Complete the following »
A - In the passage on Confucius Institutes, who was the PRC's vice minister of education who gave a speech on Jan. 14, 2010?
B - From the passage on Confucius Institutes, reproduce the text that begins at the words "The administrators know, or" and stops after the words "that propaganda serves.".
C - According to the passage on Confucius Institutes, why does the CCP's infiltration of the West not need to spread a dogma?

BEGIN Passage provided

Instead of making profits, company after company that set up shop in China had to relinquish its proprietary intellectual property, or had it stolen by “partners” the regime forced on them. Typically, those partners would learn the business from the ground up and then set up a competing company that would corner the market share, leaving the American company to miss out on the promised China dream.

The university apparently wants to believe it can take the PRC’s money and in doing so move the PRC in the direction of Western liberal values. Like the hard-headed American businessmen before it, the university administrators assume they can do well for the university while doing good for China.

This convenient belief assumes either that the CCP really wants to move in the direction of the West or that the university’s administrators are so clever they will be able to outwit the Party’s cadres.

Propaganda

On Jan. 14, 2010 the PRC’s vice minister of education, Hao Ping, said in a speech at the ministry’s annual meeting: “Expanding education to foreign countries has become a major aspect of our country’s development, a major strategy and component in foreign affairs and foreign propaganda... Improving the construction of the Confucius Institute is a strategic plan for our building our country’s soft power; it is also a honorable mission the Central Government bestowed upon us [the Ministry of Education].”

In November, 2011 Li Changchun, who was then a member of the CCP’s top body, said in a speech given at Hanban: “The Confucius Institute is an appealing brand for our culture to go abroad. It has made an important contribution to improve our soft power. Using the brand of ‘Confucius’ has a natural affinity. Using the method of teaching Chinese language, everything looks reasonable and logical.”

When Li Changchun speaks of everything looking “reasonable and logical,” he is saying that the Confucius Institutes provide a false cover for effectively accomplishing the CCP’s propaganda goals in the West, which can be summed up as increasing the PRC’s soft power

The CCP leadership’s understanding of soft power has been well documented. Soft power involves infiltrating the CCP’s culture into the West.

Such infiltration does not consist of spreading Mao Zedong thought—hardly anyone in China today believes in communism. What the leaders of the CCP do believe in is the Party’s continued rule of China

“Infiltration” does not need to spread a dogma; it only needs to disarm the critics of the PRC. If the West is rendered intellectually defenseless, then the CCP’s ambitions may go unchallenged.

The Confucius Institutes help assure that those who should be giving the West a clear and critical picture of China will operate within boundaries that the CCP is comfortable with.

Complicity

I wonder if the university’s administrators have reckoned with the awful responsibility they have assumed by partnering with Hanban.

The administrators know, or at this point certainly should know, that they have allied the university with a propaganda organ of the CCP. With that knowledge comes some accountability for what that propaganda serves.

END Passage provided
BEGIN Listed records

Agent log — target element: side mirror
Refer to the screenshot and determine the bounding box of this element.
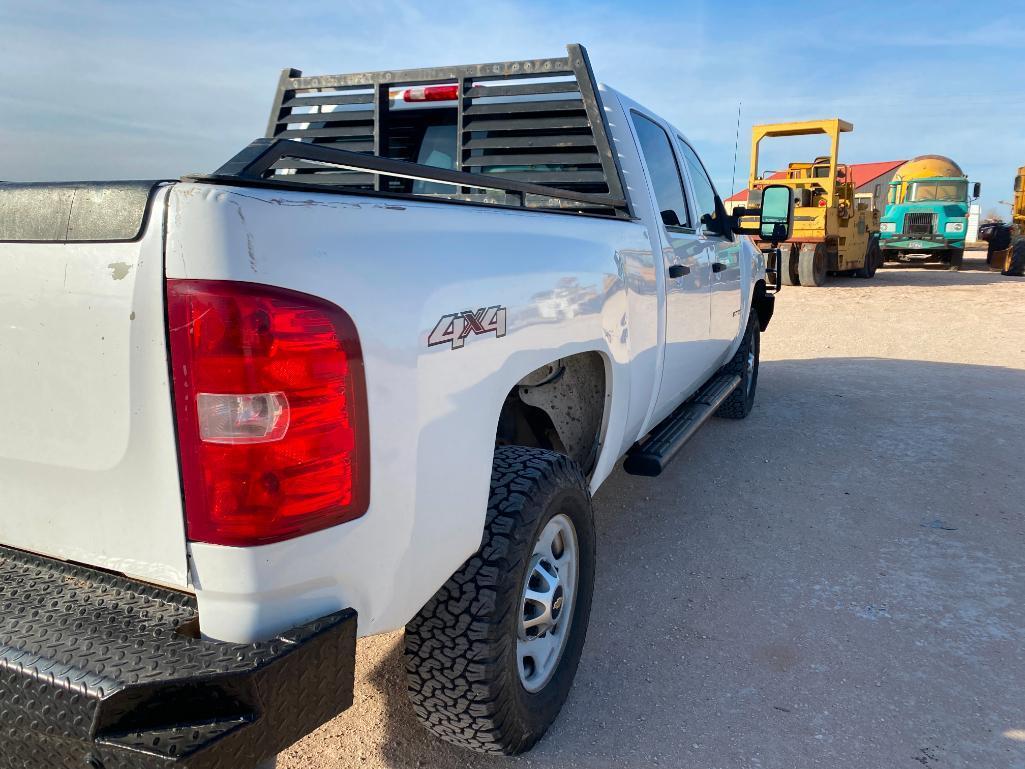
[659,208,680,227]
[759,185,793,245]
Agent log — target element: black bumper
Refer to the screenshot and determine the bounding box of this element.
[0,547,356,769]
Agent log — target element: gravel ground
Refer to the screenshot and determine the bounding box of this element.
[279,254,1025,769]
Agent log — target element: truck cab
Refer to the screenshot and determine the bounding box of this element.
[879,156,980,270]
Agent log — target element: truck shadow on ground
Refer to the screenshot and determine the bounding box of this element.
[307,358,1025,769]
[848,251,1013,287]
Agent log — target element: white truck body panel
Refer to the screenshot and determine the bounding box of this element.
[167,177,658,640]
[0,188,188,588]
[0,87,764,642]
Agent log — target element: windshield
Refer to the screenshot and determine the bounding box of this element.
[907,181,968,203]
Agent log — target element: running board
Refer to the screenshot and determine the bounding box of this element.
[623,374,740,477]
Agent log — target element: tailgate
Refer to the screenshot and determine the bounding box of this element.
[0,183,188,586]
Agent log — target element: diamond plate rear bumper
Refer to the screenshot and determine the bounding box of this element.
[0,547,356,769]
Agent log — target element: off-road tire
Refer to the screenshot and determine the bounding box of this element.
[780,243,801,286]
[947,248,965,273]
[715,313,762,419]
[797,243,829,287]
[405,446,595,756]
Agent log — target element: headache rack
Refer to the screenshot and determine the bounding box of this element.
[189,44,632,218]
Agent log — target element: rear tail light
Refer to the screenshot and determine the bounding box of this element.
[402,83,459,102]
[161,280,370,547]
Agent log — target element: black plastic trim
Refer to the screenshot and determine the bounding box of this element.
[0,180,162,243]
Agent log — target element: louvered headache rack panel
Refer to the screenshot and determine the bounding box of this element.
[238,44,631,217]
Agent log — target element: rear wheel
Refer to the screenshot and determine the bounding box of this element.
[715,313,762,419]
[797,243,829,286]
[854,238,883,279]
[947,248,965,273]
[406,446,595,756]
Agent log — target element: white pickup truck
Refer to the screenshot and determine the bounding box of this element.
[0,45,792,769]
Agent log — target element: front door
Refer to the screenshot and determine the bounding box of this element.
[678,136,747,358]
[632,111,712,421]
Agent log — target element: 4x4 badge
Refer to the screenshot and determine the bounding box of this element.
[427,305,505,350]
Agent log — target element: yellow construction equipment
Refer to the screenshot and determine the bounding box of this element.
[741,118,883,286]
[1011,165,1025,236]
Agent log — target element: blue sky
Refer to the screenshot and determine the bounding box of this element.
[6,0,1025,212]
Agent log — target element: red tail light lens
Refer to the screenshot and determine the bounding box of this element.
[402,84,459,102]
[161,280,370,547]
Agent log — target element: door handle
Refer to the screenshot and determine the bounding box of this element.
[669,265,691,278]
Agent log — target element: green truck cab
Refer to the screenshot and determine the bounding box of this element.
[879,155,980,270]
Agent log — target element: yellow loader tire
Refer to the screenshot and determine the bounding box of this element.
[780,243,801,286]
[797,243,829,287]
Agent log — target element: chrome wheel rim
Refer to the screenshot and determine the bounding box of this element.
[516,513,580,692]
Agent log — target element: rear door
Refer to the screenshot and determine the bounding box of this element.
[677,135,745,360]
[630,110,712,421]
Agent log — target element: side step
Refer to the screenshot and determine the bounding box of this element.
[623,374,740,477]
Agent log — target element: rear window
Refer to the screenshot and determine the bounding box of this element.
[413,123,456,195]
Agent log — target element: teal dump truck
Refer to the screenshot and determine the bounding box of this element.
[879,155,980,270]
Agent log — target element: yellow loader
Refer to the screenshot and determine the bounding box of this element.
[741,118,883,286]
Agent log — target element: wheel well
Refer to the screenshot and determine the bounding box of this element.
[495,353,610,473]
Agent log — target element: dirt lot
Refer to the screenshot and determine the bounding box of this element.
[280,255,1025,769]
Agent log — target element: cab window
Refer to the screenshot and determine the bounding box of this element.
[633,112,693,229]
[678,136,715,232]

END Listed records

Outputs in order »
A - Hao Ping

B -
The administrators know, or at this point certainly should know, that they have allied the university with a propaganda organ of the CCP. With that knowledge comes some accountability for what that propaganda serves.

C - Hardly anyone in China believes in communism anymore, and what the CCP leaders believe in is the Party's continued rule. Infiltration only needs to disarm the PRC's critics, because if the West is left intellectually defenseless, the CCP's ambitions may go unchallenged.